Exercise: Reproduce the material in full, exactly as written.

Available records:

▽

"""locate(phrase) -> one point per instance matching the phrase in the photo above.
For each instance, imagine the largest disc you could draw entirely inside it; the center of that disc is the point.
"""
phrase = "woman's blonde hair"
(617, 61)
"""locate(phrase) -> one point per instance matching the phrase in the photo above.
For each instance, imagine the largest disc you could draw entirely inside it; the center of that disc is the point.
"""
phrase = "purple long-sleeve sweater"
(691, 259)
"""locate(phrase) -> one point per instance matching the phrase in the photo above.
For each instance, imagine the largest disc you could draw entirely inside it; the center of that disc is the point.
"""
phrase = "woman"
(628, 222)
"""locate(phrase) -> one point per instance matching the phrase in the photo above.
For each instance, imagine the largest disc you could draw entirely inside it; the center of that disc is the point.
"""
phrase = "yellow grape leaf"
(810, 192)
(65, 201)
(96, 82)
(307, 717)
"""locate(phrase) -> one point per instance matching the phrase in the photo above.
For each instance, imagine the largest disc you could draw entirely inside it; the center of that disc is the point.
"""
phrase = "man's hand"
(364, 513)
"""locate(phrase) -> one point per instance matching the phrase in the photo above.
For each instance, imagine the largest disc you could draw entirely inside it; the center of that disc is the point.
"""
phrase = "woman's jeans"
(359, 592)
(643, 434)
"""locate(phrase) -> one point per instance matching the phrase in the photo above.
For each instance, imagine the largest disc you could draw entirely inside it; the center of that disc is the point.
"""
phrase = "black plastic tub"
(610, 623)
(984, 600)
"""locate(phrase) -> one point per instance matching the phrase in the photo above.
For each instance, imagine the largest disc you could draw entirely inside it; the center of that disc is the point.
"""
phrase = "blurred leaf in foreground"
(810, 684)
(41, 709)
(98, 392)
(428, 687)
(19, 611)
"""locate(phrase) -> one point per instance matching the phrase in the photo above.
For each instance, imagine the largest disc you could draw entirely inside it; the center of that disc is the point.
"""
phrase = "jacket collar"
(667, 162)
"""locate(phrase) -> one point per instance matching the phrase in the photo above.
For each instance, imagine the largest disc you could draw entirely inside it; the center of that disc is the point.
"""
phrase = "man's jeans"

△

Result:
"""locate(phrase) -> one point per instance matching the phrase in the photo above.
For each instance, imagine the largest disc you could draw entirely inside it; the center of that disc is the point.
"""
phrase = "woman's blonde hair"
(617, 61)
"""locate(phrase) -> one point per instance matching the phrase in the photo above.
For each instance, imagine the largest disc you could draw entirely inside it; the center of that disc is the point.
"""
phrase = "purple long-sleeve sweater"
(691, 259)
"""locate(phrase) -> one point per instance matching the phrase in the photo above.
For each instance, imagine the largest disc you could draw entirely inside it; the center of that disc is the point.
"""
phrase = "woman"
(628, 222)
"""locate(phrase) -> one point per instance matching the phrase in the photo above.
For each instance, imagine the largest disc you could draw entirely inside it; the center of that disc is the point.
"""
phrase = "yellow grape leaf"
(810, 192)
(65, 201)
(96, 82)
(307, 717)
"""locate(phrase) -> one point per instance matching the phrase in the photo above.
For each instance, imagine the largest disc you could draw entirely inside it; the center of that disc is the point.
"""
phrase = "man's hand"
(364, 513)
"""locate(phrase) -> one point per instance matching the phrase in the photo above.
For each instance, imagine the largest disc you could draw entirely inside it; the center of that disc is the point.
"""
phrase = "woman's jeans"
(359, 592)
(643, 434)
"""locate(phrase) -> one point per instance matching the phrase in the photo above.
For each instance, imagine the largest disc you could draw entirely inside it; the center of that disc is the point.
"""
phrase = "black plastic tub"
(610, 623)
(984, 600)
"""locate(phrase) -> one point per instance matching the phrase in the photo above.
For each instance, imagine the largest disc you could draw entirely inside it; the center of that disc is the point.
"""
phrase = "blurred leaf in foreground"
(810, 684)
(41, 709)
(98, 392)
(428, 687)
(19, 611)
"""locate(phrase) -> one point per instance matching the phrase in the photo above.
For each instance, imagine the largest disc you could draw entirely inside it; the center of that disc is the point.
"""
phrase = "jacket collar"
(667, 162)
"""locate(phrase) -> one point per instance matching the phrase in the photo above.
For each instance, imagine the largest disc you could draw entirely inside it; the center of that disc is the point.
"""
phrase = "man's jeans"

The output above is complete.